#### YOUR OBJECTIVE:
Each record here should be printed again exactly; please leave its pictures out.

*** Block opens ***

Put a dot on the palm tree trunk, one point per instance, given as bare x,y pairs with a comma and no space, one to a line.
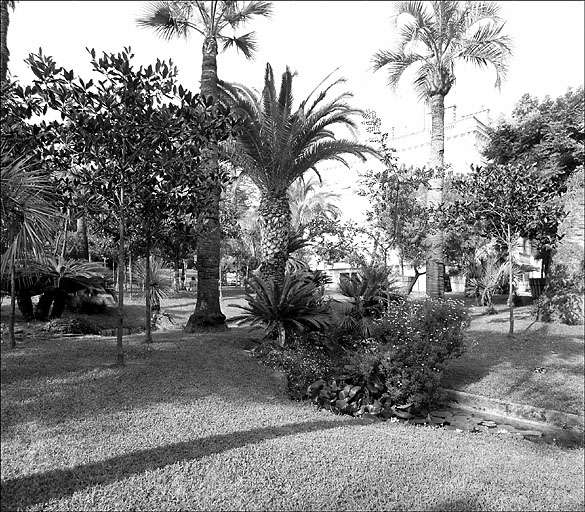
12,299
4,53
435,264
208,313
275,227
82,239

*** Block closes ***

#### TASK RESPONSE:
Put a dot on the palm tree trunk, one point per instance, given as bare x,y pairs with a comma and no space, one to a line.
12,299
4,53
435,264
208,313
275,227
82,239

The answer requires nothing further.